Task description. Reproduce the records word for word, starting at the line that contains "wall in the photo above." and ending at the last line of the records. Leave the pictures out.

Records for processing.
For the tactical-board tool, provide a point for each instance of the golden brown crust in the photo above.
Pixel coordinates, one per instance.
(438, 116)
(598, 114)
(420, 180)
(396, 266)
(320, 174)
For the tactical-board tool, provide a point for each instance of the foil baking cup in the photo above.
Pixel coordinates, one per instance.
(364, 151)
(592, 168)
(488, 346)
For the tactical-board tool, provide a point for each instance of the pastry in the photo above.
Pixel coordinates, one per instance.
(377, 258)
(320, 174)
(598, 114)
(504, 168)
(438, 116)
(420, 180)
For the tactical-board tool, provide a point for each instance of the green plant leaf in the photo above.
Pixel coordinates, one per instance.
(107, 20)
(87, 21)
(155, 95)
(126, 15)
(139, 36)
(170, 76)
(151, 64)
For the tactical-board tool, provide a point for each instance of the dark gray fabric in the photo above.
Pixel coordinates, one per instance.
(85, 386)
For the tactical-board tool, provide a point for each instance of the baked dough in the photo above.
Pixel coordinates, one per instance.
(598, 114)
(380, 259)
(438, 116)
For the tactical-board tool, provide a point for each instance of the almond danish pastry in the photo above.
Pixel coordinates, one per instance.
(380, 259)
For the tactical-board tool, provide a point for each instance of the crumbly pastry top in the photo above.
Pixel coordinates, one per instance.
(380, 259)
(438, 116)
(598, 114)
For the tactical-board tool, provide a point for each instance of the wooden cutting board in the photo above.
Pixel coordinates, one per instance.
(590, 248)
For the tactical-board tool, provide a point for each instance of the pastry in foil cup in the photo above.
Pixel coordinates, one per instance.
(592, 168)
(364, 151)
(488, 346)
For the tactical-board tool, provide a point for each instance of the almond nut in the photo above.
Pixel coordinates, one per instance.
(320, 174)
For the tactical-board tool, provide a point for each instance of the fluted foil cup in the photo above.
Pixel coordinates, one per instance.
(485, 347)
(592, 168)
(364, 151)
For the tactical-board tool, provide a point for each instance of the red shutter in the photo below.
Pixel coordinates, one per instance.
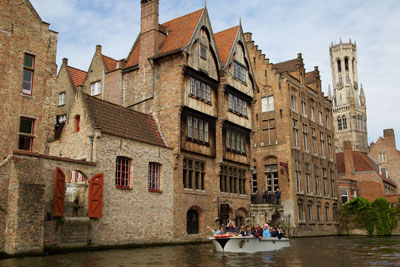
(59, 191)
(96, 196)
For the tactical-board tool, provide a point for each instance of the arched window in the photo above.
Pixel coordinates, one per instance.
(346, 64)
(192, 222)
(344, 122)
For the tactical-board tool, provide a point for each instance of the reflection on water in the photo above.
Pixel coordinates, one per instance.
(323, 251)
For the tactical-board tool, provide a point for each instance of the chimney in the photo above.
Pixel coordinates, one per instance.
(148, 30)
(388, 136)
(348, 158)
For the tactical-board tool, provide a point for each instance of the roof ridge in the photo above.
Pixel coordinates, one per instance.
(76, 68)
(181, 16)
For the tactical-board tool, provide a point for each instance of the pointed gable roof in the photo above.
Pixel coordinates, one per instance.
(122, 122)
(180, 31)
(225, 41)
(288, 66)
(110, 63)
(362, 163)
(77, 76)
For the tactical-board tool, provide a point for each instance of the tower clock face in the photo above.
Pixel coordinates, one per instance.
(339, 85)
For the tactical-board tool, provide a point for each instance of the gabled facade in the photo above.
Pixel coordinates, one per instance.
(360, 176)
(28, 70)
(385, 153)
(293, 145)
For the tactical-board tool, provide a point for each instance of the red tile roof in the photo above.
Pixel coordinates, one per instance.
(361, 163)
(118, 121)
(110, 63)
(225, 41)
(78, 76)
(288, 66)
(179, 30)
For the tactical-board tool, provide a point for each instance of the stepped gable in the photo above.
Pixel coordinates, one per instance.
(225, 40)
(179, 32)
(118, 121)
(361, 163)
(77, 76)
(110, 63)
(288, 66)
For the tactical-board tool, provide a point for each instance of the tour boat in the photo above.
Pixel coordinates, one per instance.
(226, 243)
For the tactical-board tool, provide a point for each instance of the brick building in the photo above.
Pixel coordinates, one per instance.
(293, 144)
(360, 176)
(28, 71)
(385, 153)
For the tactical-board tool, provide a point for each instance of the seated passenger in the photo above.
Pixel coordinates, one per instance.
(266, 232)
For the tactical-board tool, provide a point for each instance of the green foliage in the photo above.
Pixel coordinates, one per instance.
(360, 213)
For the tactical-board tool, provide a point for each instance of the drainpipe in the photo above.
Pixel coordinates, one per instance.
(91, 138)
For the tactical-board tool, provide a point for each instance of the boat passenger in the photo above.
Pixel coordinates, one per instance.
(266, 232)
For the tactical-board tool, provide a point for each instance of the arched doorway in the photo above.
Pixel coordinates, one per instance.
(192, 222)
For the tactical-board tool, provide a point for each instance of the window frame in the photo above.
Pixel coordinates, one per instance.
(31, 70)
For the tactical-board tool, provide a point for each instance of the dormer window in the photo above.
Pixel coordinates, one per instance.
(239, 71)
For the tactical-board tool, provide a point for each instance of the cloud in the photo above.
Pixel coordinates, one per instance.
(280, 28)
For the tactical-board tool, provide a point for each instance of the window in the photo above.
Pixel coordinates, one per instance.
(61, 99)
(232, 180)
(327, 213)
(312, 113)
(314, 141)
(267, 103)
(345, 195)
(329, 147)
(26, 127)
(303, 109)
(300, 211)
(322, 144)
(122, 172)
(305, 137)
(339, 65)
(332, 184)
(95, 88)
(77, 123)
(203, 52)
(27, 80)
(298, 176)
(382, 157)
(344, 122)
(192, 222)
(197, 129)
(309, 212)
(193, 174)
(295, 134)
(320, 118)
(154, 176)
(269, 131)
(235, 141)
(316, 177)
(308, 178)
(271, 176)
(325, 182)
(328, 122)
(237, 105)
(239, 71)
(294, 103)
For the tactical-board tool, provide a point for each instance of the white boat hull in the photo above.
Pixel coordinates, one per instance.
(249, 244)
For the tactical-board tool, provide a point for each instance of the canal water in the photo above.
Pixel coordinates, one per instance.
(321, 251)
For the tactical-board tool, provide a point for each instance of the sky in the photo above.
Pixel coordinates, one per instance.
(281, 29)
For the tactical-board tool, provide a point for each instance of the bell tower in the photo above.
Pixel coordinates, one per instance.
(349, 105)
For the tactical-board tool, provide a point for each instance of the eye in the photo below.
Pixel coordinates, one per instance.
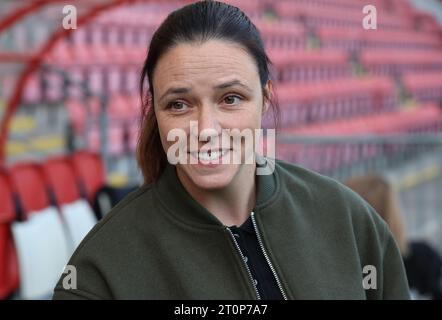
(177, 106)
(230, 100)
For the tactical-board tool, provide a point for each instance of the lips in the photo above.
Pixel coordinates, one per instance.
(209, 155)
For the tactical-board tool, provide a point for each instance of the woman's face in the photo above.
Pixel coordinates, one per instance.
(217, 85)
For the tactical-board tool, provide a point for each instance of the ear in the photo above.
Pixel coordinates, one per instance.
(268, 89)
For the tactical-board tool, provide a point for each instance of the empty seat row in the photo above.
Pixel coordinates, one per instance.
(325, 157)
(327, 100)
(54, 218)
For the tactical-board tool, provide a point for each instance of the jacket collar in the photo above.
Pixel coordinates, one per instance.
(183, 206)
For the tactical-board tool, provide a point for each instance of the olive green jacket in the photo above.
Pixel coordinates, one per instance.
(159, 243)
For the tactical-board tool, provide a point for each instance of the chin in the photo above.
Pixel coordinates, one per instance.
(209, 178)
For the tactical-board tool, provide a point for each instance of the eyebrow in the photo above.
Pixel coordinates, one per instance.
(182, 90)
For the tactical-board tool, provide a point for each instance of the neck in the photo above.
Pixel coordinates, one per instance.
(231, 205)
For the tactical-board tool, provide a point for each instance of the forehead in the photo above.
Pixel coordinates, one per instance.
(203, 64)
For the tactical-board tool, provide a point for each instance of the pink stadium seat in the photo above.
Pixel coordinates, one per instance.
(28, 181)
(9, 277)
(89, 170)
(327, 100)
(59, 175)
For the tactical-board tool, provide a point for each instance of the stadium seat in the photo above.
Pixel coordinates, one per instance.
(79, 220)
(89, 170)
(8, 260)
(42, 250)
(60, 177)
(28, 181)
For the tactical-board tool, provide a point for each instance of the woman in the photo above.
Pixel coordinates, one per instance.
(210, 227)
(423, 264)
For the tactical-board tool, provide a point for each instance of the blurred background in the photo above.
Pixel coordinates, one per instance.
(354, 102)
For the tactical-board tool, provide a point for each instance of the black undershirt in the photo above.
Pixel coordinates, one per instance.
(248, 242)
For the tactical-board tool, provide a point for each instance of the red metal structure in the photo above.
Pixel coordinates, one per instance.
(33, 61)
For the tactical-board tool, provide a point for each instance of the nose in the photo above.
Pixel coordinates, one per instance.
(208, 123)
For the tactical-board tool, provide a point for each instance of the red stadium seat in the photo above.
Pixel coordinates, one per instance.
(8, 260)
(28, 181)
(60, 176)
(89, 170)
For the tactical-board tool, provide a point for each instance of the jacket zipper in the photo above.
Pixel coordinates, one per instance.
(244, 261)
(267, 257)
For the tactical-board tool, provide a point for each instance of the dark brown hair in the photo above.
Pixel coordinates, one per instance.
(197, 22)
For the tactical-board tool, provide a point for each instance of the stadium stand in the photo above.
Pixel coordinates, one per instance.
(69, 107)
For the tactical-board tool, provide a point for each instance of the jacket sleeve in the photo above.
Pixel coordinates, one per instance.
(395, 283)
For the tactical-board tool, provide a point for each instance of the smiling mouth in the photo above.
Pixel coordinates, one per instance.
(209, 155)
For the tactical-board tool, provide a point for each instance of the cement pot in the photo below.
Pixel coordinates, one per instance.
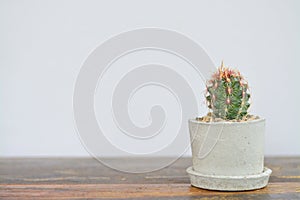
(228, 155)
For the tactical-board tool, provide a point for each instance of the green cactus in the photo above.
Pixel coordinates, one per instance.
(227, 94)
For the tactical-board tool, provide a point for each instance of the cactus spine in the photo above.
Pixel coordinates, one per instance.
(227, 94)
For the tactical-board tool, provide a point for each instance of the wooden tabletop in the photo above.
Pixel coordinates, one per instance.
(82, 178)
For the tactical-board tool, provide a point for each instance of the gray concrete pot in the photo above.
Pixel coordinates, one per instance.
(228, 155)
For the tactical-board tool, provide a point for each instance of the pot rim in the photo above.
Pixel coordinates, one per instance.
(227, 122)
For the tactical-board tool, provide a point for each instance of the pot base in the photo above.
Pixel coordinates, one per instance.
(229, 183)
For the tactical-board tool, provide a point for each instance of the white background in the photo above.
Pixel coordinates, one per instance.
(44, 43)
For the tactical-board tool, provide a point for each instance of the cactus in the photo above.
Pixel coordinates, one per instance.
(227, 94)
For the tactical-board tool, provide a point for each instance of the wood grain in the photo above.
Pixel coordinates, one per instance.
(82, 178)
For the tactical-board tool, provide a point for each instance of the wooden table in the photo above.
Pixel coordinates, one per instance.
(81, 178)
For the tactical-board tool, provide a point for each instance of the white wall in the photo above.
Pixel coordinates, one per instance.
(44, 43)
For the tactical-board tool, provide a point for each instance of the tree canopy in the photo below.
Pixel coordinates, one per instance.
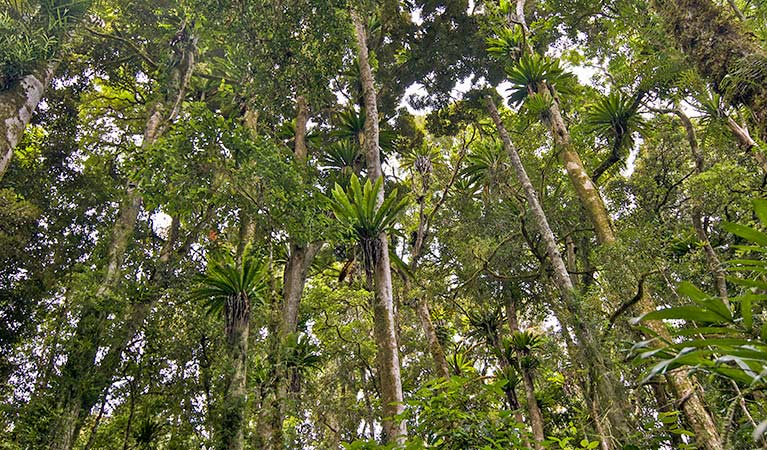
(380, 224)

Completed task.
For the tactical-board tool, provide a point for each instance of the white wall in the photo above.
Pixel coordinates, one per instance.
(44, 43)
For the tactical-board tool, provide a point for each instance of the tree canopy in the photo below.
Pixel coordinates, one per instance.
(380, 224)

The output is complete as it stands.